### Selected extract
* * * * * * *

To cushion the blow of the COVID-19 pandemic, the U.S. Congress last week passed and President Donald Trump signed the $2.2 trillion emergency stimulus package, including provisions to send checks of up to $1,200 to each tax-paying citizen and hundreds of billions of dollars more to small businesses to cushion the blow for their laid-off employees. The flow of this emergency relief from the federal government should prioritize low-wage earners, who are at significant health, economic, and financial risk due to the coronavirus and the looming recession. Mobile payments, using electronic transfers and mobile applications, could get money into their hands quickly.
A record number of people are losing jobs. In Michigan, Monday through Thursday last week, 80,000 people, many of whom are low-wage workers, filed Unemployment Insurance claims—a number which exceeds the 60,000 filings at the peak of unemployment following the Great Recession of 2007–2009. Across the United States, nearly 3.3 million people filed for Unemployment Insurance this past week, with expectations of millions more doing so in April.

* * * * * * *

### Information given

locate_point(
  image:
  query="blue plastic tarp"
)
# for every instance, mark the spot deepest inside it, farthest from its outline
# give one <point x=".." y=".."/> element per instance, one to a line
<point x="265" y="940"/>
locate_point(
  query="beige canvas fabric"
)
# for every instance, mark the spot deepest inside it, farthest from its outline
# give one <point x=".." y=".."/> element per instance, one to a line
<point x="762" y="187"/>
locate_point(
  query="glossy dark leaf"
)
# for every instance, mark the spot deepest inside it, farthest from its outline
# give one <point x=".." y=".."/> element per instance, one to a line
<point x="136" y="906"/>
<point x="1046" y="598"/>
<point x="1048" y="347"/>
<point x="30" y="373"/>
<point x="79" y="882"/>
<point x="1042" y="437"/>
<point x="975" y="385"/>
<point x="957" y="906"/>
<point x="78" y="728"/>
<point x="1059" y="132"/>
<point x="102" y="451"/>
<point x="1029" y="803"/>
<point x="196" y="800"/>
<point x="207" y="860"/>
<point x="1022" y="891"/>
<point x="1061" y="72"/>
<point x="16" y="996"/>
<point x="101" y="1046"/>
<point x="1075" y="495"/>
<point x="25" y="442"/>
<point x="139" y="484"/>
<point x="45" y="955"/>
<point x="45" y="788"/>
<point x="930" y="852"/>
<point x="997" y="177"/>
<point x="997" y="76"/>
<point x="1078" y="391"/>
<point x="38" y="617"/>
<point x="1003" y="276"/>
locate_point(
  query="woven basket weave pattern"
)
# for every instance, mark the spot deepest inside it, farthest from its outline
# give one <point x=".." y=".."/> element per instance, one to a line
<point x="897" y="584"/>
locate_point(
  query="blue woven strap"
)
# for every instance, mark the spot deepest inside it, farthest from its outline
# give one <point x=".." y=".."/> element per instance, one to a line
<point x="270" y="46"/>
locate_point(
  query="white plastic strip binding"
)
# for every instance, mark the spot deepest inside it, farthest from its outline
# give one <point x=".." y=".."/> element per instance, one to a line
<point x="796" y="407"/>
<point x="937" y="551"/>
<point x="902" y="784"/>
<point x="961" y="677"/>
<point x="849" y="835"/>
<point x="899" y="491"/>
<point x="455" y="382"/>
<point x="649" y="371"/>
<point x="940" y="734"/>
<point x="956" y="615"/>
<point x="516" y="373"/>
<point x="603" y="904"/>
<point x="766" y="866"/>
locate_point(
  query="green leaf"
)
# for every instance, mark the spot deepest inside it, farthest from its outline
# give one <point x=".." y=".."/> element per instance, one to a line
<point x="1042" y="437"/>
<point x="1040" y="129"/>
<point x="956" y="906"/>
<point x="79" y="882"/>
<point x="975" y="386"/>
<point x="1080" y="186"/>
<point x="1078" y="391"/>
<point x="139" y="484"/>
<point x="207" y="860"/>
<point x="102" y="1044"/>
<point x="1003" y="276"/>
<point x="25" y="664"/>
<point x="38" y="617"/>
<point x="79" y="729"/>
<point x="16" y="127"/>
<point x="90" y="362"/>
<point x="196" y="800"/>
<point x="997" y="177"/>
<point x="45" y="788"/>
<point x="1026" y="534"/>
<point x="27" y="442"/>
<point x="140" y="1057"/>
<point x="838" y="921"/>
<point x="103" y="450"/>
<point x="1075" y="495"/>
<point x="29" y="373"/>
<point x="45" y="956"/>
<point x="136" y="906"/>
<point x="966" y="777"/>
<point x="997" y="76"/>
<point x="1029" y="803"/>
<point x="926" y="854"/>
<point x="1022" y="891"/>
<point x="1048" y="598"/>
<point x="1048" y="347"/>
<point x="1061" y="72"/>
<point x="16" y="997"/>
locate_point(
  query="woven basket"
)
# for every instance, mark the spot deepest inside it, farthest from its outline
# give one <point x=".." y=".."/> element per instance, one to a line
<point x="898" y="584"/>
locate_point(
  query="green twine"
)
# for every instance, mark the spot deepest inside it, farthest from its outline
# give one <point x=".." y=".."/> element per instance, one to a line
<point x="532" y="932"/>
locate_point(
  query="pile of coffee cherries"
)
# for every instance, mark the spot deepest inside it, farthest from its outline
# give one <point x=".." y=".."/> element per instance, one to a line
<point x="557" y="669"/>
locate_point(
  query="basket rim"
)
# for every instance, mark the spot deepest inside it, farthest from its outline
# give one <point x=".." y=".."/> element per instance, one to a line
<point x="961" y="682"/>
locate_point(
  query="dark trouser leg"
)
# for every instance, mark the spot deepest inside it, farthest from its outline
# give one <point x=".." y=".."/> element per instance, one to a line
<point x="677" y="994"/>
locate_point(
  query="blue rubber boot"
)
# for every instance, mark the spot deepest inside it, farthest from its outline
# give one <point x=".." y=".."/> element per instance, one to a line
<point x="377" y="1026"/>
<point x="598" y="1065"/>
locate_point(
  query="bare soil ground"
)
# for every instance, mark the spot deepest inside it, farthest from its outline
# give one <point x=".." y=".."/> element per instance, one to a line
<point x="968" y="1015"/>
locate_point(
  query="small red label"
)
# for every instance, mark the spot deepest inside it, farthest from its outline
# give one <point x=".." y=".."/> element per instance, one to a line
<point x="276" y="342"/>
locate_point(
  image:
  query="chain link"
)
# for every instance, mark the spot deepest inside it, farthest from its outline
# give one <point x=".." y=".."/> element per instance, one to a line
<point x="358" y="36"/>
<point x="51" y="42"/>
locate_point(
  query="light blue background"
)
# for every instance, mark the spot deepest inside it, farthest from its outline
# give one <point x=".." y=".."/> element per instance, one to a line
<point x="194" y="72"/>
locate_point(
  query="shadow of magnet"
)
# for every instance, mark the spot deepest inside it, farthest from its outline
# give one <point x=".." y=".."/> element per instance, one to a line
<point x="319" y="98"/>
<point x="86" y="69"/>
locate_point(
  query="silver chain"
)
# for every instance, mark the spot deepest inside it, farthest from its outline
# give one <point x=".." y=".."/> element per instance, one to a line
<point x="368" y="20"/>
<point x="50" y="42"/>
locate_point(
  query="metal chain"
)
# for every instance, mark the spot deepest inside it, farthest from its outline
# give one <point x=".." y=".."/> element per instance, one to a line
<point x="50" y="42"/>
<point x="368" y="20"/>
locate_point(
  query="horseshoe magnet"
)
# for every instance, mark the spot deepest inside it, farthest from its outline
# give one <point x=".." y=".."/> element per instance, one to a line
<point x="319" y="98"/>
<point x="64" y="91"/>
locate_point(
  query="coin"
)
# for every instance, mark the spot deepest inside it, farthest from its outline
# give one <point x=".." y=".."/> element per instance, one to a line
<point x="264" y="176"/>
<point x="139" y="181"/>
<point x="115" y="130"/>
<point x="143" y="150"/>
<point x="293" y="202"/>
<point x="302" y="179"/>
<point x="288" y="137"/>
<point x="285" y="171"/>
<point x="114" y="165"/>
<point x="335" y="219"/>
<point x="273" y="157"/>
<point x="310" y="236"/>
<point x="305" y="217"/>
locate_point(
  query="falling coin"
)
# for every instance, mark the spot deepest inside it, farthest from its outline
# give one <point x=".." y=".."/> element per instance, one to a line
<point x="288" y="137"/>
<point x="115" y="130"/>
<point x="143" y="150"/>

* * * * * * *

### Exercises
**1.** Translate this sentence from the passage on COVID-19 stimulus relief into Spanish: "A record number of people are losing jobs."
**2.** From the passage on COVID-19 stimulus relief, copy the section from "A record number" to "so in April.", changing "Unemployment Insurance" to "jobless benefits".

### Answer list
**1.** Un número récord de personas está perdiendo su empleo.

**2.**
A record number of people are losing jobs. In Michigan, Monday through Thursday last week, 80,000 people, many of whom are low-wage workers, filed jobless benefits claims—a number which exceeds the 60,000 filings at the peak of unemployment following the Great Recession of 2007–2009. Across the United States, nearly 3.3 million people filed for jobless benefits this past week, with expectations of millions more doing so in April.